• _INSTRUKSI TERTULIS_
Lanjutkan teks tentang tifo raksasa PON Bela Diri 2025 Kudus, dimulai tepat setelah kalimat terakhirnya.

#### TEKS BACAAN ####

Kisah Inspiratif di Balik Tifo Raksasa PON Bela Diri 2025 Kudus
- Gemuruh semangat Pekan Olahraga Nasional (PON) Bela Diri 2025 Kudus dimulai dengan pemandangan luar biasa di Alun-alun Simpang Tujuh, Kudus, Jawa Tengah (Jateng), Minggu (5/10/2025).
Di tengah keriuhan acara kick-off, ribuan pasang mata terpukau menyaksikan tifo raksasa berukuran 50x25 meter yang terbentang megah di lapangan utama.
Di balik kemegahan itu, tersimpan kisah tentang kerja keras, ketekunan, dan semangat dari delapan anak muda Kudus yang tergabung dalam Kudus Smart Art. Komunitas seni ini menjadi arsitek di balik mahakarya tersebut.
Delapan anggota Kudus Smart Art yang terlibat adalah Tedi Arianto, Faizar Fachri, M Andika Susanto, Noor Fais, Aldian Dwi Prasetya, Aditya Alfin Saputra, dan Vicky Febriyanto.
Tedi bertindak sebagai penggerak utama, sedangkan Andika menjadi pengarah sketsa dan komposisi akhir.
Kisah tifo ini bermula ketika panitia PON Bela Diri 2025 memercayakan ilustrasi kepada Guruh Indra, seniman lokal Kudus yang lebih dikenal dengan nama Mbutz Gambutz.
Guruh sempat menyiapkan ilustrasi yang menggambarkan karakter Kudus dan semangat PON Bela Diri, yakni harimau Muria, Menara Kudus, dan figur atlet bela diri dengan tagline “Bela Diri Itu Prestasi.”
Setelah ilustrasi disetujui panitia, pengerjaan dilanjutkan oleh Kudus Smart Art.
8 seniman, 10 hari, 1 mimpi
Tedi mengatakan, Tifo PON Bela Diri kali ini menjadi paling beda dan paling menantang dari segi material.

#### DAFTAR ####

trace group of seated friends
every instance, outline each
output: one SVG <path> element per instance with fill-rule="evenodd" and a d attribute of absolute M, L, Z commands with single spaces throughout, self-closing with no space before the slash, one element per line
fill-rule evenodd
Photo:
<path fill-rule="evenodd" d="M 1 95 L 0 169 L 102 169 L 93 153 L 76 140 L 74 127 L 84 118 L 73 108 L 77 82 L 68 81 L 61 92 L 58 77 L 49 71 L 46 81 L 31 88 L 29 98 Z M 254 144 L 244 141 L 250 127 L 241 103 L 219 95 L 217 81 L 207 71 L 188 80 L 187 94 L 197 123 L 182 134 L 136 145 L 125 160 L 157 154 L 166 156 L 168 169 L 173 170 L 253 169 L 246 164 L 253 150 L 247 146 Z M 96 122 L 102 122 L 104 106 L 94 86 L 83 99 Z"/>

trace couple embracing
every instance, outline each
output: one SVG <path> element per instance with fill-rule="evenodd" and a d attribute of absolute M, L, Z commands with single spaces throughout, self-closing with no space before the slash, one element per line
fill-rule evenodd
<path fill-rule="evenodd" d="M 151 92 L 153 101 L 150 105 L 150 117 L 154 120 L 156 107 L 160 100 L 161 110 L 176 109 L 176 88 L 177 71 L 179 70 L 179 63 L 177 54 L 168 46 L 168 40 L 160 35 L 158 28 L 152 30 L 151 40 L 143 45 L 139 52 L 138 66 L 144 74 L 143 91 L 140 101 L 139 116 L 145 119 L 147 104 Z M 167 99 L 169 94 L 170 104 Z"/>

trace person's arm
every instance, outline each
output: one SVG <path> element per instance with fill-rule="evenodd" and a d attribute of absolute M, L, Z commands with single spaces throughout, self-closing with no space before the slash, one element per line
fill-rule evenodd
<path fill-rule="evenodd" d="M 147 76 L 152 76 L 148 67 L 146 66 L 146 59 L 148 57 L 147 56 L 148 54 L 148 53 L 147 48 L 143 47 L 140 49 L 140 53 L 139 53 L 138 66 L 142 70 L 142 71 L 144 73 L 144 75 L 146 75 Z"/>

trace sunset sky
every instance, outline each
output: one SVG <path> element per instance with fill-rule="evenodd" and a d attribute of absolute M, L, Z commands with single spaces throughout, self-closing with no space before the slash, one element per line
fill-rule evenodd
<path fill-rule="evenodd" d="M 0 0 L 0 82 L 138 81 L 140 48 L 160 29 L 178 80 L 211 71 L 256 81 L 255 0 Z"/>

####

• _JAWABAN TUGAS_
Mereka harus menggunakan kain blacu, bukan satin atau peles seperti tifo pada umumnya. Ukuran total mencapai 50x25 meter dengan berat awal sekitar 200 kg dan bertambah menjadi 300 kg setelah dicat.
Sentra kain di Padurenan, Kudus, bahkan sempat menolak pesanan tersebut karena ukurannya tak lazim. Akhirnya, kain dibuat dalam dua bagian masing-masing 25x25 meter agar bisa diproduksi.
Proyek ini harus selesai dalam 10 hari dengan hanya delapan orang kru. Sebuah misi yang hampir mustahil.
Kudus Smart Art, komunitas seni yang menjadi arsitek di balik tifo raksasa PON Bela Diri 2025.
Sebagai perbandingan, tifo besar milik suporter timnas sepak bola (45x30 meter) memakan waktu pengerjaan satu bulan dan melibatkan 30 orang.
Adapun pengerjaan tifo PON Bela Diri Kudus 2025 dilakukan di GOR Bung Karno Kudus yang hanya memiliki luas lapangan 25x12 meter.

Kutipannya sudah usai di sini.